**Task instructions**
Output exactly those lines of the data that lie between the line containing "Objective — locate the patio" and the final line, both ends counted.

### Dataset records

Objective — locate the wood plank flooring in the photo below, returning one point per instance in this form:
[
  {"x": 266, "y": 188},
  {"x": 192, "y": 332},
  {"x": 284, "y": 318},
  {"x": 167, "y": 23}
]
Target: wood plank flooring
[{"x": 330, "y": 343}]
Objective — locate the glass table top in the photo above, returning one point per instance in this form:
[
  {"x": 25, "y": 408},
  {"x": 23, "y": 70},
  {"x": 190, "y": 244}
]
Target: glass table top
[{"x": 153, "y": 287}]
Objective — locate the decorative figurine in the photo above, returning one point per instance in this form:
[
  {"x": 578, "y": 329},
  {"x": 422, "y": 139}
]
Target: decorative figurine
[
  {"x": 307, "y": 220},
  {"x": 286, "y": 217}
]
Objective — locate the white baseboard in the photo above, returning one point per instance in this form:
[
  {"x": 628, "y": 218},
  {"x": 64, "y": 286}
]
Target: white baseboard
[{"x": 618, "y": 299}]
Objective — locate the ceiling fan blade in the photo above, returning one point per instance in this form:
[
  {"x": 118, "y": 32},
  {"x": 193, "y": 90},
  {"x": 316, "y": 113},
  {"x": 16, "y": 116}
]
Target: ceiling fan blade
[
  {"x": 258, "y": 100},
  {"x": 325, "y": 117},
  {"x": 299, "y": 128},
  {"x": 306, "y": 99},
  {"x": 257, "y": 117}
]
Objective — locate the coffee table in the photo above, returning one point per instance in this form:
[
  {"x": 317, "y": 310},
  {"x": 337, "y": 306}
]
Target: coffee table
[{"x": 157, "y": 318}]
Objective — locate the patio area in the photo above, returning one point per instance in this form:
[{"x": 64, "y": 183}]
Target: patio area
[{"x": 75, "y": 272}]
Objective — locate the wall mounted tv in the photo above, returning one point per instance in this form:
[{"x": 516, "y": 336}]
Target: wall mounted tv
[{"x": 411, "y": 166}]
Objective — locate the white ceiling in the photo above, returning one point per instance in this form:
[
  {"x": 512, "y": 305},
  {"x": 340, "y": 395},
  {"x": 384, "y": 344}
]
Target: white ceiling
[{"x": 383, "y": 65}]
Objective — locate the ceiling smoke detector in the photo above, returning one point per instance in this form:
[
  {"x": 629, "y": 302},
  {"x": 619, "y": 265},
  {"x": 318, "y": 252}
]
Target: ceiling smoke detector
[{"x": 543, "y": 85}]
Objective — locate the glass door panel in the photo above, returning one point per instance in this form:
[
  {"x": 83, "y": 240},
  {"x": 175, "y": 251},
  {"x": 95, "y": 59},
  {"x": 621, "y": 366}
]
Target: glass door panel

######

**Solution to the problem**
Objective — locate the patio area in the photo above, returning one point per instance in this form:
[{"x": 64, "y": 183}]
Target: patio area
[{"x": 75, "y": 272}]
Objective — locate the wall mounted tv in the photo above, returning one point per instance in this form:
[{"x": 516, "y": 336}]
Target: wall mounted tv
[{"x": 411, "y": 166}]
Objective — locate the white ceiling in the photo above, returning one point per instance in this form:
[
  {"x": 512, "y": 305},
  {"x": 340, "y": 395},
  {"x": 384, "y": 344}
]
Target: white ceiling
[{"x": 383, "y": 65}]
Objective — locate the ceiling smoke detector in the photo above, returning one point per instance in this form:
[
  {"x": 629, "y": 302},
  {"x": 619, "y": 265},
  {"x": 318, "y": 252}
]
Target: ceiling smoke detector
[{"x": 543, "y": 85}]
Objective — locate the glass door panel in the photo above, returning one point per instance in this form:
[
  {"x": 83, "y": 240},
  {"x": 175, "y": 251},
  {"x": 95, "y": 59},
  {"x": 621, "y": 366}
]
Target: glass door panel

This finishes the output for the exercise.